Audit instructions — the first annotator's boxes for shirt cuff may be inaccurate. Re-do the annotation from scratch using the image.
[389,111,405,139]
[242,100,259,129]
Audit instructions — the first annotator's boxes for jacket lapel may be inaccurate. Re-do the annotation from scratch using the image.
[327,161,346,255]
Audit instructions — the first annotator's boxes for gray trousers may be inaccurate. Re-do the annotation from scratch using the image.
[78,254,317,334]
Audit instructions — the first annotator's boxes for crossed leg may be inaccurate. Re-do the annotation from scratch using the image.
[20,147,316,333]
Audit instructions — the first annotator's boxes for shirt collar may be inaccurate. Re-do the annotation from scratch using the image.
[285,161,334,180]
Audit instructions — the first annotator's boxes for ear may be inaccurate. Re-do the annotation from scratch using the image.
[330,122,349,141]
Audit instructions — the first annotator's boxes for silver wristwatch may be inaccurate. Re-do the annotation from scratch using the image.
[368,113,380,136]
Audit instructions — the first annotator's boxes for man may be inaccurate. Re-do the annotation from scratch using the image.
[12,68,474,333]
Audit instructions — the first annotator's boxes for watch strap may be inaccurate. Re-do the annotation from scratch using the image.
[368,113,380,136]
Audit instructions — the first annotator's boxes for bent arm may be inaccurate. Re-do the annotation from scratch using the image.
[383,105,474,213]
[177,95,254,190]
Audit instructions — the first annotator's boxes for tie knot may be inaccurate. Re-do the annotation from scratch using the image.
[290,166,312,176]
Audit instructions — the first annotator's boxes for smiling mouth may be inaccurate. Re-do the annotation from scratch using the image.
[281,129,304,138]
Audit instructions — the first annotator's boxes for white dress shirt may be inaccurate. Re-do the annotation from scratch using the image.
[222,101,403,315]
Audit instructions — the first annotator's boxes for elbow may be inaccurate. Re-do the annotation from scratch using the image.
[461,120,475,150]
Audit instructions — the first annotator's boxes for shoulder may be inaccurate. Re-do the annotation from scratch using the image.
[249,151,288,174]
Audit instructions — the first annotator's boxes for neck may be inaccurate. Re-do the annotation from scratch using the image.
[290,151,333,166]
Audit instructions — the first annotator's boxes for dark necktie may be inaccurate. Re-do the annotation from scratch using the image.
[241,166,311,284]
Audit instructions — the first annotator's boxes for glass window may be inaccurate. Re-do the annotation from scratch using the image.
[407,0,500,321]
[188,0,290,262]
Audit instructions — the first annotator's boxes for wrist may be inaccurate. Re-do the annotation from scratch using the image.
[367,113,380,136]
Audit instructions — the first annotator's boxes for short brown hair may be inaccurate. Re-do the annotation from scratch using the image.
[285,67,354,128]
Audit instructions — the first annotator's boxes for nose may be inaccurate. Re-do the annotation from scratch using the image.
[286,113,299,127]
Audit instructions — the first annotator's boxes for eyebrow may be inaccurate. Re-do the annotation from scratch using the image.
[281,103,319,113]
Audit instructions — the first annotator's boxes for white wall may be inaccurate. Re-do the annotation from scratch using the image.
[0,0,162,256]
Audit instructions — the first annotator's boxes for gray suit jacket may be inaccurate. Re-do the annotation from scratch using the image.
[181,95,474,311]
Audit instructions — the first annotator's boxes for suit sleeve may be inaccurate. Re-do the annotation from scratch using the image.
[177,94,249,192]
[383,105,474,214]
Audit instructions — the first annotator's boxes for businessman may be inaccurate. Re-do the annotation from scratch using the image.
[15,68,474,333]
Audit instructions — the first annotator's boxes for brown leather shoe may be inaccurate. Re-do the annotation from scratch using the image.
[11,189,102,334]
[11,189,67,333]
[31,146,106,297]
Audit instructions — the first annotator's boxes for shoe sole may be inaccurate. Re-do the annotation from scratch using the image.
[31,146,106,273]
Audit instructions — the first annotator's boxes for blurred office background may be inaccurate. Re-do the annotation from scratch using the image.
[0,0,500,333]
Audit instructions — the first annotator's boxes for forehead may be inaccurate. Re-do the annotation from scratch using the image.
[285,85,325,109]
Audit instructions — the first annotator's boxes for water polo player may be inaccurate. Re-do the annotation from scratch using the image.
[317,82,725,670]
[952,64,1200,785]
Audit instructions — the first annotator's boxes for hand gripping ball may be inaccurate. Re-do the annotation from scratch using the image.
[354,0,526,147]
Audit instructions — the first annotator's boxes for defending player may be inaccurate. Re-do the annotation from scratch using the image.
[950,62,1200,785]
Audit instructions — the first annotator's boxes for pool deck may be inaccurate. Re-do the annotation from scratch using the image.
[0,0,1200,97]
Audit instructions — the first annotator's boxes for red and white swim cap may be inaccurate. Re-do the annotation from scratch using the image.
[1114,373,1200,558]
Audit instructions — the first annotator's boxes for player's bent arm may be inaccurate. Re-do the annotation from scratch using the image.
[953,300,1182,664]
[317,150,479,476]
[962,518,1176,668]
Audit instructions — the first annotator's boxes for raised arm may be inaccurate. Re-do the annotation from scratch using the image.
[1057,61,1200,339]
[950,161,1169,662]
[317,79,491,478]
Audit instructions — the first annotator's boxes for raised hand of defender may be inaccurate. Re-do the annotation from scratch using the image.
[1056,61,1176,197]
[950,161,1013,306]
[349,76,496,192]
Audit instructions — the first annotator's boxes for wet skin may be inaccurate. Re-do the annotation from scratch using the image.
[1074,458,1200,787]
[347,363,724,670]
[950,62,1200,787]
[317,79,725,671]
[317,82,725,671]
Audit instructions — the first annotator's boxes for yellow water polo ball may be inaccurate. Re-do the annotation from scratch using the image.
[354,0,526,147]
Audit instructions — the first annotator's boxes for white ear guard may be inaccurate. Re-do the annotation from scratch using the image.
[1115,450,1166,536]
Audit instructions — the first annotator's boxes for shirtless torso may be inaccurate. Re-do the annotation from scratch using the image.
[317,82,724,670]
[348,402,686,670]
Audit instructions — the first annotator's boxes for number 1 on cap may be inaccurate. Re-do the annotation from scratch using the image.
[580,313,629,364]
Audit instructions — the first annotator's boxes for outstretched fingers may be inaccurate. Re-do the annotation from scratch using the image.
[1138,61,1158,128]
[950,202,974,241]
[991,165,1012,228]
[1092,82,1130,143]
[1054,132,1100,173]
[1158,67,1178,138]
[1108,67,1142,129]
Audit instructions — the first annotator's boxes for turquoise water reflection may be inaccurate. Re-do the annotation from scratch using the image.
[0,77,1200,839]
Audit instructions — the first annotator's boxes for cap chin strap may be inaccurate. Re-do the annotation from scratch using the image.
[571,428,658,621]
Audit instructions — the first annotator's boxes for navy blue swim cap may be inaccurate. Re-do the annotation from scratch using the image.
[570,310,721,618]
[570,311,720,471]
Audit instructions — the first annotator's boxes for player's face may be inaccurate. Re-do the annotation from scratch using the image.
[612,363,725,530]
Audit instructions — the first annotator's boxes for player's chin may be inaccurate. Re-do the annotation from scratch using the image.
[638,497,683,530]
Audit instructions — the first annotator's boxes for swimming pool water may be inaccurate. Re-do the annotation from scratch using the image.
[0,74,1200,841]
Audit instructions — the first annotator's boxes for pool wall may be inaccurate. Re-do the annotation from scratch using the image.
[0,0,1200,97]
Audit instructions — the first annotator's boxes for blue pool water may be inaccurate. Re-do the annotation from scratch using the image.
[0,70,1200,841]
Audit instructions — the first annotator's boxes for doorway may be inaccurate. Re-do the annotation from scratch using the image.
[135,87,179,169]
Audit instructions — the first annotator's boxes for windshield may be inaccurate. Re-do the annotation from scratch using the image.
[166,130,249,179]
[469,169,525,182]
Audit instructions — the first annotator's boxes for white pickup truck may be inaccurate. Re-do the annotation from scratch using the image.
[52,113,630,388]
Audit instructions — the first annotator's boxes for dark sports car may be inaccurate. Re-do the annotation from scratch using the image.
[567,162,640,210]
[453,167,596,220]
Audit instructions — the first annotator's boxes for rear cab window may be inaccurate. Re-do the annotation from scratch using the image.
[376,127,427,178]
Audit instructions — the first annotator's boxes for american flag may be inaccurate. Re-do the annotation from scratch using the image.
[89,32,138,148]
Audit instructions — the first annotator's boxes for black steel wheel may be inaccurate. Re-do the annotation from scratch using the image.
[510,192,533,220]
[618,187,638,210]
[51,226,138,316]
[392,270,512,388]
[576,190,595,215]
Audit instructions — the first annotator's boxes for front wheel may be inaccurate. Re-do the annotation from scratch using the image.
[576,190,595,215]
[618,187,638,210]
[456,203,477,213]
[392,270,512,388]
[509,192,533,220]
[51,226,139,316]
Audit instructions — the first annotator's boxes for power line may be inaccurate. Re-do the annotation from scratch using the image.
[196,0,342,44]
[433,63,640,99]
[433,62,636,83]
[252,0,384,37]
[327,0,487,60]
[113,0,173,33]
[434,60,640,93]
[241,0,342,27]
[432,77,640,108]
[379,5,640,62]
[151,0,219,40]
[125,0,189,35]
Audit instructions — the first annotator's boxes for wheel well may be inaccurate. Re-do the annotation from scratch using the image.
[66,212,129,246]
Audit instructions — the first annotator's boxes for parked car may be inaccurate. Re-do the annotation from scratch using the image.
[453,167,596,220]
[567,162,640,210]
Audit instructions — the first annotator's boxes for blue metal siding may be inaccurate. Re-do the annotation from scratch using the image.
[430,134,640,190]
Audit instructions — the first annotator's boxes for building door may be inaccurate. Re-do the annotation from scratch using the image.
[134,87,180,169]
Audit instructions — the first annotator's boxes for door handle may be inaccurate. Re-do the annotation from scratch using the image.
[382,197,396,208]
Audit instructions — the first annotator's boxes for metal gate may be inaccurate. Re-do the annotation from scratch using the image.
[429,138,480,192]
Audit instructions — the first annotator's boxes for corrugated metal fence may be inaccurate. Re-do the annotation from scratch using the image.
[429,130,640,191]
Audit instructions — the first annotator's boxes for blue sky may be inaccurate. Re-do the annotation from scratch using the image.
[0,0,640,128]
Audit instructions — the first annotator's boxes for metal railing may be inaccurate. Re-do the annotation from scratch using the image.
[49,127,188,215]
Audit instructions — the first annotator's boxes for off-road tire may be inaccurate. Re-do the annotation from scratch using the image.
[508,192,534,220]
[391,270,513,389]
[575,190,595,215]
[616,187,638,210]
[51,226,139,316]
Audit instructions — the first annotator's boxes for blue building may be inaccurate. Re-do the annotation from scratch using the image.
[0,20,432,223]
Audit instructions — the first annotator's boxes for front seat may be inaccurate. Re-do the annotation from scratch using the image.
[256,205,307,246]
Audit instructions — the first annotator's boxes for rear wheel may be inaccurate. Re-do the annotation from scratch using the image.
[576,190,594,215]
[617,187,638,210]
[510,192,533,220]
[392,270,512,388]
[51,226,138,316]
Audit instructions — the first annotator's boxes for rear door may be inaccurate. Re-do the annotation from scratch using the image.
======
**What is needed**
Only the lines from the one containing "Audit instructions — the first annotator's boxes for parked" through the end of the entries above belong in the answer; repeat them exactly.

**Task result**
Audit instructions — the first annotator's boxes for parked car may be inaccurate. Re-do the annotation from scratch using the image.
[453,167,596,220]
[567,162,640,210]
Audit instructions — the first annotator's boxes for blue metal siding may be inaccurate. Re-do the annotation from scratch using the image.
[430,134,640,190]
Audit instructions — the first annotator's boxes for building door may be inaccurate. Re-do the annotation from scratch using the image.
[134,87,180,169]
Audit instructions — the first annotator's boxes for door handle may be inaccurate. Re-do the annotation from scratch using the image.
[382,197,396,208]
Audit instructions — the first annotator's boxes for metal gate may be inaccurate. Re-do the annotation from scratch using the image.
[429,138,480,192]
Audit instructions — the first annotator's boxes for corrugated metal fence may be inaccurate. Re-do the annotation from scratch using the image.
[429,130,640,191]
Audit instructions — the first annotator's boxes for blue sky may be inaccurate. Re-do the annotation from scratch using the image.
[0,0,640,128]
Audit instructions — the first annotator's boxes for metal railing may be inaccurate. Re-do the annotation from scratch using the image.
[49,127,188,215]
Audit instructions — the first annotator's boxes for off-road tire may be inaccurate. Re-do the annotation from scratch using the image.
[508,192,534,220]
[391,270,513,389]
[575,190,595,215]
[616,187,638,210]
[51,226,139,316]
Audit instructions — the first annotator's boxes for blue building may be inaccurate. Re-do the annotation from scratch using the image.
[0,20,432,223]
Audit instructions — the first annotator's boxes for front seat may be inaccurate. Re-do the annotation from scratch using the image.
[256,205,307,246]
Audit instructions — the first annotator's boxes for rear wheel may be inaccurate. Re-do the annotation from scratch using the image.
[576,190,594,215]
[617,187,638,210]
[510,192,533,220]
[392,270,512,388]
[51,226,138,316]
Audit instructions — the first annotator's boxes for rear door may be inaccurate. Re-do the annotation from scratch using the image.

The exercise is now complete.